--- Brief ---
Leaving the images out, output each entry below exactly.

--- Material shown ---
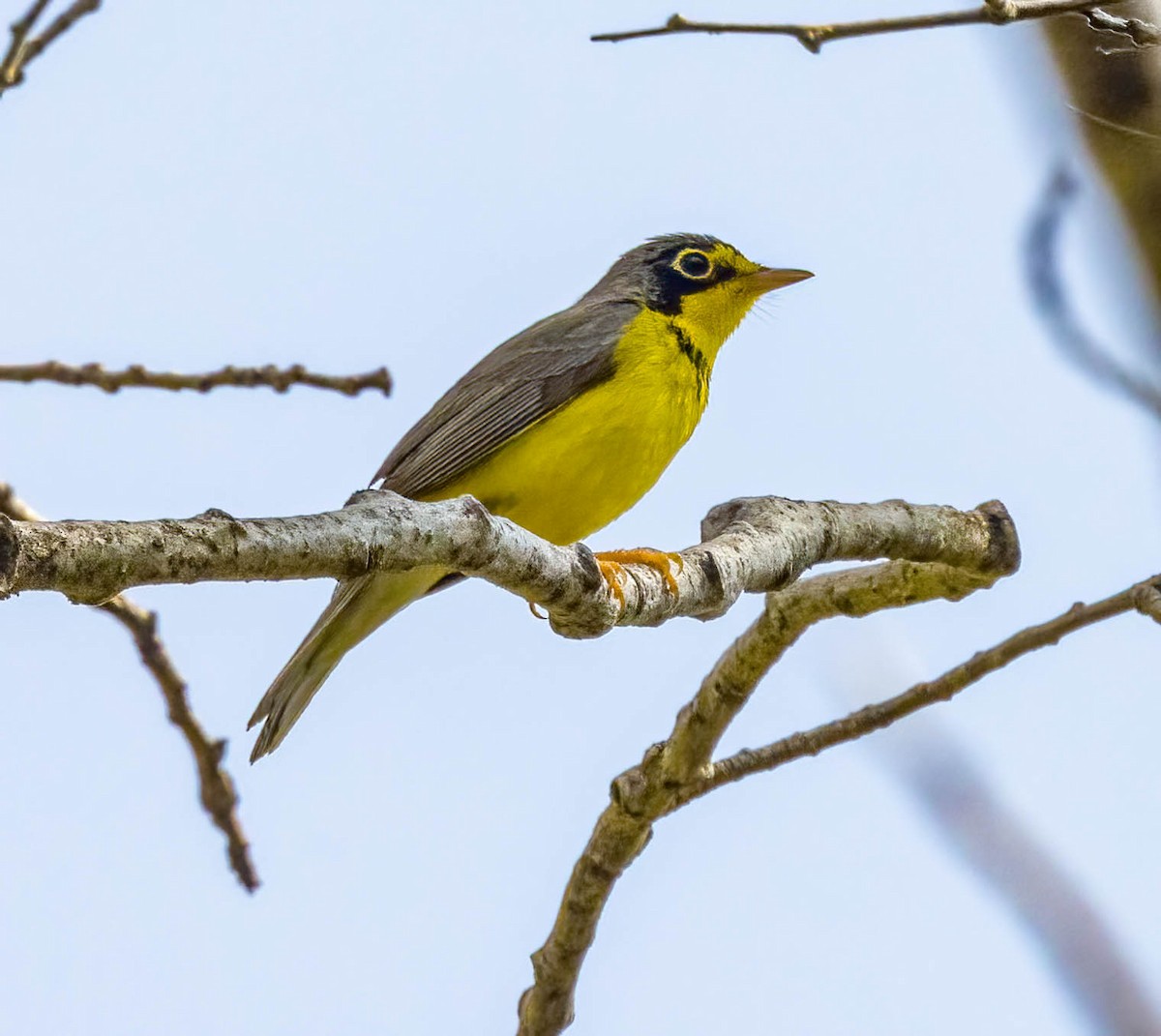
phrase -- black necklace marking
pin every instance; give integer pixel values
(695, 356)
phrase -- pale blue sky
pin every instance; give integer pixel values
(361, 184)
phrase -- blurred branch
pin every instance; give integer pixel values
(1051, 297)
(813, 38)
(752, 545)
(661, 782)
(1118, 100)
(280, 379)
(215, 785)
(24, 47)
(1023, 873)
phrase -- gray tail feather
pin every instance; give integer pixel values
(358, 607)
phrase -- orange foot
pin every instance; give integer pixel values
(612, 567)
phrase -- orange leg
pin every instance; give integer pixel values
(612, 567)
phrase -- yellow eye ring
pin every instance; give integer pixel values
(692, 264)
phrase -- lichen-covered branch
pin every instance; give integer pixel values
(216, 787)
(752, 545)
(669, 770)
(280, 379)
(813, 38)
(1052, 300)
(24, 47)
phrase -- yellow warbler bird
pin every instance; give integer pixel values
(561, 429)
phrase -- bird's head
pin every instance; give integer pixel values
(700, 281)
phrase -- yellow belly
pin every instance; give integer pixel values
(586, 462)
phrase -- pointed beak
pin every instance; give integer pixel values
(769, 280)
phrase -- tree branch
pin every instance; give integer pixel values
(280, 379)
(754, 545)
(216, 788)
(674, 771)
(656, 786)
(1144, 597)
(23, 47)
(814, 38)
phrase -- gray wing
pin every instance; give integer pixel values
(515, 386)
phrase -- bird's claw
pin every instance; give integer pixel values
(612, 567)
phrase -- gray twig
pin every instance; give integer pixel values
(216, 787)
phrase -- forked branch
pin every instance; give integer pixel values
(752, 545)
(24, 47)
(678, 770)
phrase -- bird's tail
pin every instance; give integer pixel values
(358, 607)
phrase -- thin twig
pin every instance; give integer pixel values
(1144, 597)
(216, 787)
(654, 787)
(24, 49)
(1051, 299)
(814, 38)
(1138, 34)
(280, 379)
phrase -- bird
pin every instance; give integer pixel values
(561, 429)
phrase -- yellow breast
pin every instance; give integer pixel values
(586, 462)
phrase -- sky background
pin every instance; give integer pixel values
(364, 184)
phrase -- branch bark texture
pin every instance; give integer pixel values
(676, 770)
(216, 790)
(813, 38)
(752, 545)
(280, 379)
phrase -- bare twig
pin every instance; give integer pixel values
(997, 844)
(753, 545)
(280, 379)
(216, 787)
(656, 786)
(814, 38)
(24, 49)
(1052, 300)
(1144, 597)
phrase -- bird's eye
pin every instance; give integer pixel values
(694, 265)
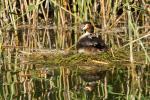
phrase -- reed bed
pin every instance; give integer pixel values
(28, 26)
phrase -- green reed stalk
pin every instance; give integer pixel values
(130, 31)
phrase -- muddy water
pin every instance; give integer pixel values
(25, 79)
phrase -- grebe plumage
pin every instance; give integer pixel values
(89, 42)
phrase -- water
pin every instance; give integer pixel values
(28, 74)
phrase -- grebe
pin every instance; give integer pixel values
(89, 42)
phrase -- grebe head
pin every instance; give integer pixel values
(88, 27)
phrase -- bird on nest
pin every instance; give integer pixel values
(89, 42)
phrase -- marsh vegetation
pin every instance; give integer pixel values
(38, 58)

--- Problem solution ---
phrase -- black necklace marking
pin every instance; give integer pixel values
(695, 356)
phrase -- pale blue sky
pin every instance; give integer pixel values
(361, 184)
phrase -- blurred branch
pin every instance; give integer pixel values
(1051, 297)
(813, 38)
(752, 545)
(661, 782)
(1118, 100)
(280, 379)
(215, 785)
(24, 47)
(1023, 873)
phrase -- gray tail feather
pin every instance; give integer pixel values
(358, 607)
phrase -- orange foot
pin every instance; give integer pixel values
(612, 567)
phrase -- orange leg
pin every instance; give integer pixel values
(612, 567)
phrase -- yellow eye ring
pin every instance; give integer pixel values
(692, 264)
phrase -- lichen-covered branch
pin every instance; give integer pixel values
(216, 787)
(752, 545)
(669, 770)
(280, 379)
(813, 38)
(1052, 300)
(24, 47)
phrase -- yellow warbler bird
pin every instance; give integer pixel values
(561, 429)
phrase -- bird's head
pin every instance; give integer pixel values
(700, 281)
phrase -- yellow belly
pin every instance; give integer pixel values
(586, 462)
phrase -- pointed beak
pin every instance; give integer pixel values
(769, 280)
phrase -- tree branch
pin every instance; give integer pixel values
(280, 379)
(754, 545)
(216, 788)
(674, 771)
(656, 786)
(1144, 597)
(23, 47)
(814, 38)
phrase -- gray wing
pin every instance; give integer pixel values
(515, 386)
phrase -- bird's claw
pin every instance; give integer pixel values
(612, 567)
phrase -- gray twig
pin every instance; give integer pixel values
(216, 787)
phrase -- forked branch
pin every instance; give integer pixel values
(752, 545)
(24, 47)
(678, 770)
phrase -- bird's tail
pin every instance; give integer pixel values
(358, 607)
phrase -- thin twig
pin every instance; give integer pixel values
(1144, 597)
(216, 787)
(654, 787)
(24, 49)
(1051, 299)
(814, 38)
(1138, 34)
(280, 379)
phrase -- bird
pin every instance; give integer pixel values
(561, 429)
phrase -- yellow breast
pin every instance; give integer pixel values
(586, 462)
phrase -- sky background
pin every instance; give integer pixel values
(364, 184)
phrase -- branch bark texture
pin every instance; give integer pixel values
(676, 770)
(216, 790)
(813, 38)
(752, 545)
(280, 379)
phrase -- bare twig
pin every instance; give integer pixel values
(997, 844)
(753, 545)
(280, 379)
(216, 787)
(656, 786)
(814, 38)
(24, 49)
(1052, 300)
(1144, 597)
phrase -- bird's eye
pin every instance; give integer pixel values
(694, 265)
phrase -- reed bed
pin every instance; give integer pixel values
(28, 26)
phrase -- green reed stalk
pin every instance; give integer pixel values
(130, 31)
phrase -- muddy water
pin every instance; give integer pixel values
(25, 79)
phrase -- grebe plumage
pin every instance; give integer pixel values
(89, 42)
phrase -- water
pin every instance; give integer pixel values
(28, 74)
phrase -- grebe
pin every instance; give integer pixel values
(89, 42)
phrase -- grebe head
pin every instance; give integer pixel values
(88, 27)
phrase -- bird on nest
pin every instance; give integer pixel values
(89, 42)
phrase -- marsh vegetation
pin every instance; give integer pixel values
(38, 58)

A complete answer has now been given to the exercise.